Your goal: In the page on ZFS ARC statistics, rewrite the paragraph that begins "The ARC divides up all incoming read requests" as a short bulleted list that keeps its main facts.

Start of Document text

2018-12-05
Some basic ZFS ARC statistics and prefetching
I've recently been trying to understand some basis ZFS ARC statistics, partly because of our new shiny thing and partly because of a simple motivating question: how do you know how effective ZFS's prefetching is for your workload?
(Given that ZFS prefetching can still run away with useless IO, this is something that I definitely want to keep an eye on.)
If you read the arcstat
manpage
or look at the raw ARC kstats, you'll very soon notice things like
'prefetch hits percentage' arcstat field and a prefetch_data_hits
kstat. Unfortunately these prefetch-related kstats will not give
us what we want, because they mean something different that what
you might expect.
The ARC divides up all incoming read requests into four different categories, based on the attributes of the read. First, the read can be for data or for metadata. Second, the read can be a generally synchronous demand read, where something actively needs the data, or it can be a generally asynchronous prefetch read, where ZFS is just reading some things to prefetch them. These prefetch reads can find what they're looking for in the ARC, and this is what the 'prefetch hits percentage' and so on mean. They're not how often the prefetched data was used for regular demand reads, they're how often an attempt to prefetch things found them already in the ARC instead of having to read them from disk.
(If you repeatedly sequentially re-read the same file and it fits into the ARC, ZFS will fire up its smart prefetching every time but every set of prefetching after the first will find that all the data is still in the ARC. That will give you prefetch hits (for both data and metadata), and then later demand hits for the same data as your program reaches that point in the file.)
All of this gives us four combinations of reads; demand data, demand metadata, prefetch data, and prefetch metadata. Some things can be calculated from this and from the related *_miss kstats. In no particular order:
- The ARC demand hit rate (for data and metadata together) is probably
the most important thing for whether the ARC is giving you good
results, although this partly depends on the absolute volume of
demand reads and a few other things. Demand misses mean that
programs are waiting on disk IO.
- The breakdown of *_miss kstats will tell you why ZFS is
reading things from disk. You would generally like this to
be prefetch reads instead of demand reads, because at least
things aren't waiting on prefetch reads.
- The combined hit and miss kstats for each of the four types (compared to the overall ARC hit and miss counts) will tell you what sorts of read IO ZFS is doing in general. Sometimes there may be surprises there, such as a surprisingly high level of metadata reads.
One limitation of all of these kstats is that they count read requests, not the amount of data being read. I believe that you can generally assume that data reads are for larger sizes than metadata reads, and prefetch data reads may be larger than regular data reads, but you don't know for sure.
Unfortunately, none of this answers our question about the effectiveness of prefetching. Before we give up entirely, in modern versions of ZFS there are two additional kstats of interest:
- demand_hit_predictive_prefetch counts demand reads that found
data in the ARC from prefetch reads. This sounds exactly like what
we want, but experimentally it doesn't seem to come anywhere near
fully accounting for hits on prefetched data; I see low rates of
it when I am also seeing a 100% demand hit rate for sequentially
read data that was not previously in the ARC.
- sync_wait_for_async counts synchronous reads (usually or always demand reads) that found an asynchronous read in progress for the data they wanted. In some versions this may be called async_upgrade_sync instead. Experimentally, this count is also (too) low.

End of Document text
Start of Provided material

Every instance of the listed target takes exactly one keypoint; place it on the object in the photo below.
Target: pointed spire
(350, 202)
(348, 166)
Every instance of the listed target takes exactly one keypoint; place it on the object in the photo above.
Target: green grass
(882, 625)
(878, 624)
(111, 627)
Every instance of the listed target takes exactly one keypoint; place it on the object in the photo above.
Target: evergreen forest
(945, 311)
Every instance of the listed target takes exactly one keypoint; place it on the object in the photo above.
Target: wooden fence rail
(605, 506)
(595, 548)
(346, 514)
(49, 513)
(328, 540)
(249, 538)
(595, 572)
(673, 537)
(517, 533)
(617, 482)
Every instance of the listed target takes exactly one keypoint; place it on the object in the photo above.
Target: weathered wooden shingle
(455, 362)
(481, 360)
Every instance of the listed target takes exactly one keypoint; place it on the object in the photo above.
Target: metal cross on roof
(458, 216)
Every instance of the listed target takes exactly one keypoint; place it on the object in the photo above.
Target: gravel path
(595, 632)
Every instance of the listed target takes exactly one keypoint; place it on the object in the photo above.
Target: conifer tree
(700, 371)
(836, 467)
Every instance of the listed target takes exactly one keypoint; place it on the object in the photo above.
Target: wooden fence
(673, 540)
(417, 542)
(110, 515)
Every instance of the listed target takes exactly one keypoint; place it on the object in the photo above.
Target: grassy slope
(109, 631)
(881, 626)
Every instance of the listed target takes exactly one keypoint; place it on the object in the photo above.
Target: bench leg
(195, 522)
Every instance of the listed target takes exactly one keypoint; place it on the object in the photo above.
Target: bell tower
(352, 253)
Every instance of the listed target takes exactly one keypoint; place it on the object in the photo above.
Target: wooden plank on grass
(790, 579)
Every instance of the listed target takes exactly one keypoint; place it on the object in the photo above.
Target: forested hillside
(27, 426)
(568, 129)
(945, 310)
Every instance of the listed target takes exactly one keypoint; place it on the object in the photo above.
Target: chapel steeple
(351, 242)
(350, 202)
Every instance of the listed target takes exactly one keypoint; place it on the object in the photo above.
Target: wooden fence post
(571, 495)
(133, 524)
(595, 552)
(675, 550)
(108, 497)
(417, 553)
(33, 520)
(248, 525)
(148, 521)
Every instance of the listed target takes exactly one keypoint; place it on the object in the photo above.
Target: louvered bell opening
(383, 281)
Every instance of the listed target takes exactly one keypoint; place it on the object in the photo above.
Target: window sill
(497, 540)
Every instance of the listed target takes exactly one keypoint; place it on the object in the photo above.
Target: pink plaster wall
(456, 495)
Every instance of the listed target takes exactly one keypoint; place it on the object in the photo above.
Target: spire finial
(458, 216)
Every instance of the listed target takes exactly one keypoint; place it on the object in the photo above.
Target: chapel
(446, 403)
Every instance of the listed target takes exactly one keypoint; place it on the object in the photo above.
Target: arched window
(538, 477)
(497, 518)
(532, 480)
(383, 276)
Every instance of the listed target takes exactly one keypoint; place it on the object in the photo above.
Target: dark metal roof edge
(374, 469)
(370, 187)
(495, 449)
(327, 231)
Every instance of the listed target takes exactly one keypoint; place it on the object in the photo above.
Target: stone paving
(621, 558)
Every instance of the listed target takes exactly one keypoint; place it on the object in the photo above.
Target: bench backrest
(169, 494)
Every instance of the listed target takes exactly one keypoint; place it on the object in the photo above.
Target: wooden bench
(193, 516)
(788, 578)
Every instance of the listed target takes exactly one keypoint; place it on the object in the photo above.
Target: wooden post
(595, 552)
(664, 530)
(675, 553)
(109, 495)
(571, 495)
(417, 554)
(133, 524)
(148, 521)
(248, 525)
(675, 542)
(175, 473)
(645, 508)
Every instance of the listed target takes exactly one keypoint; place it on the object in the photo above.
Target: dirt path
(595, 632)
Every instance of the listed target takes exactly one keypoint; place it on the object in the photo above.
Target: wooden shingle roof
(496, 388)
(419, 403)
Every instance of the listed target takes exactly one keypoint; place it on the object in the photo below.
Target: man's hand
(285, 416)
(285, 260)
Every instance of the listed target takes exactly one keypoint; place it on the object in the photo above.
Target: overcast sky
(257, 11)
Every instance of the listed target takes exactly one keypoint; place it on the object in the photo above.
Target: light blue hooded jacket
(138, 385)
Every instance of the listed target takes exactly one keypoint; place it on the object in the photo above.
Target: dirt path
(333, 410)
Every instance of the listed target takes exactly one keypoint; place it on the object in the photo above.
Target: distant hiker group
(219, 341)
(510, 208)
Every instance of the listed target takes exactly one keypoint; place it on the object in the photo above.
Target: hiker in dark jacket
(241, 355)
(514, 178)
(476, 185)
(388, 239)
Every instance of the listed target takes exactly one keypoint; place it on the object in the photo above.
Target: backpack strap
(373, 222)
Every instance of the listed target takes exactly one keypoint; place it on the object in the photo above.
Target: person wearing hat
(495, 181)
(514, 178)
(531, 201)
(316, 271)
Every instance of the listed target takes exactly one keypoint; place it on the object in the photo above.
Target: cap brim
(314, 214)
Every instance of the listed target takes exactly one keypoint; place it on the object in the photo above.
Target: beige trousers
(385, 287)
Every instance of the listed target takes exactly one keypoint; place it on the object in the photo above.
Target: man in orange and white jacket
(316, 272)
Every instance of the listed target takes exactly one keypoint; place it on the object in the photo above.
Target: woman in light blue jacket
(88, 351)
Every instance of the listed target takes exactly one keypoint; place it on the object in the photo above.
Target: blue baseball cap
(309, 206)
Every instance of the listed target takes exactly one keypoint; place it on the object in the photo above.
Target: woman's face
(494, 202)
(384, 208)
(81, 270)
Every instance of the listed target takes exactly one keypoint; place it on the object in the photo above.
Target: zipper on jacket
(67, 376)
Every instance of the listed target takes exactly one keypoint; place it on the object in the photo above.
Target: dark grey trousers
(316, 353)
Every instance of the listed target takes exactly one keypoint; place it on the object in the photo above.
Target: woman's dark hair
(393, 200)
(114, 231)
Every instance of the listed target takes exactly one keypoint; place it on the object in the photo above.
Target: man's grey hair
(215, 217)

End of Provided material

Output for this task:
- The ARC sorts every incoming read request into four categories based on the read's attributes.
- A read is either for data or for metadata.
- A read is either a demand read, which is generally synchronous and happens when something actively needs the data, or a prefetch read, which is generally asynchronous and happens when ZFS reads things only to prefetch them.
- A prefetch read can find what it is looking for already in the ARC. The "prefetch hits percentage" and related figures measure this.
- These figures do not show how often prefetched data was used by regular demand reads. They show only how often a prefetch attempt found the data already in the ARC instead of reading it from disk.